[START EXTRACTED ENTRIES]

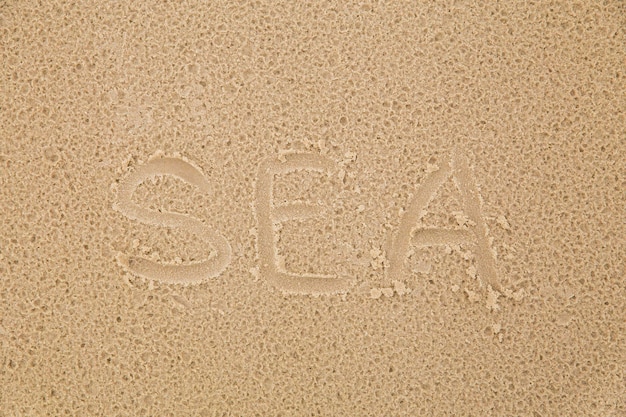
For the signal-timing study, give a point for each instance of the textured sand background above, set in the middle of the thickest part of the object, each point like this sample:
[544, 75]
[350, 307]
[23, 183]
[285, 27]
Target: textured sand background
[303, 209]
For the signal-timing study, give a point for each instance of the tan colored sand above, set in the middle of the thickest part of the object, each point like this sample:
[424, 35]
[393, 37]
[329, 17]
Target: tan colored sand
[312, 209]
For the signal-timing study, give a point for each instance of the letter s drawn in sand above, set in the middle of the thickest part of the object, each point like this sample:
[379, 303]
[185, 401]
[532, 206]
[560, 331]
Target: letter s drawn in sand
[267, 215]
[163, 272]
[476, 234]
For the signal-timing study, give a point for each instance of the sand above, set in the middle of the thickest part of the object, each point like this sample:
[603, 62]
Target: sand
[312, 209]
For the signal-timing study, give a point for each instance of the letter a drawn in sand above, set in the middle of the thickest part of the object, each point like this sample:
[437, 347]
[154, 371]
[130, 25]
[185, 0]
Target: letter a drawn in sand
[170, 273]
[475, 235]
[268, 215]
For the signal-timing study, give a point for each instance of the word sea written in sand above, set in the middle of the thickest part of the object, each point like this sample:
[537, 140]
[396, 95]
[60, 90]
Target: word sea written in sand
[269, 215]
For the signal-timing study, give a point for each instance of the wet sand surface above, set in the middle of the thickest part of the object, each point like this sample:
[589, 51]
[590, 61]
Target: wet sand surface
[303, 209]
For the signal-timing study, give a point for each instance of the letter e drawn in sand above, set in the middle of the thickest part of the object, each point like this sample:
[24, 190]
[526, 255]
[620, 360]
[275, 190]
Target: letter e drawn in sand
[163, 272]
[476, 234]
[268, 215]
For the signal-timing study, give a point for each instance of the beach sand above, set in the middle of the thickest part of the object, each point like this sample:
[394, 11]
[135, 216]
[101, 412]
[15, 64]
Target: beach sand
[312, 209]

[END EXTRACTED ENTRIES]

## [WHAT IS ASKED]
Copy every item above word for word, leaving out the pictures.

## [EXPECTED ANSWER]
For the signal-timing study, give a point for each instance of the textured sand background above, set in the middle of the thickest part of the object, each point like this sample:
[544, 75]
[350, 307]
[23, 183]
[285, 27]
Target: textured sand background
[303, 209]
For the signal-timing study, give a point for each instance of the tan colored sand above, set in the middle of the thickest part of the object, each point like this sample:
[424, 35]
[393, 37]
[329, 17]
Target: tan colored sand
[312, 209]
For the signal-timing study, give a point for each instance of the letter s drawn in sand above, set in the middle of the thickest part of the object, each point like this sample:
[379, 303]
[185, 401]
[532, 206]
[560, 331]
Target: letter s drawn in sand
[267, 215]
[163, 272]
[476, 234]
For the signal-timing study, give a point for each instance of the sand above, set in the middle of the thickest part of the object, each point like this sample:
[603, 62]
Target: sand
[312, 209]
For the signal-timing study, give a point for each instance of the letter a drawn in sand above, set in the middle of the thickest part of the object, each point like this sample:
[437, 347]
[154, 371]
[130, 25]
[185, 0]
Target: letter a drawn in sand
[170, 273]
[475, 235]
[268, 215]
For the signal-timing study, give a point for each instance of the word sea written in sand above, set in the middle of the thickest part of the object, each point like this sample:
[537, 140]
[396, 95]
[60, 90]
Target: word sea written in sand
[269, 215]
For the signal-timing study, give a point for each instance of the wet sand surface above, set in the middle of the thickest part of the object, each point like this sample:
[589, 51]
[590, 61]
Target: wet sand surface
[303, 209]
For the signal-timing study, give a point for each instance of the letter e drawn in sand above, set in the middle of the thickest part of the object, each point like this sample:
[24, 190]
[526, 255]
[620, 360]
[275, 190]
Target: letter e drawn in sand
[163, 272]
[476, 234]
[268, 215]
For the signal-timing study, give a point for each instance of the beach sand above, set in the middle of the thickest part of the object, each point like this sample:
[394, 11]
[135, 216]
[101, 412]
[15, 64]
Target: beach sand
[312, 209]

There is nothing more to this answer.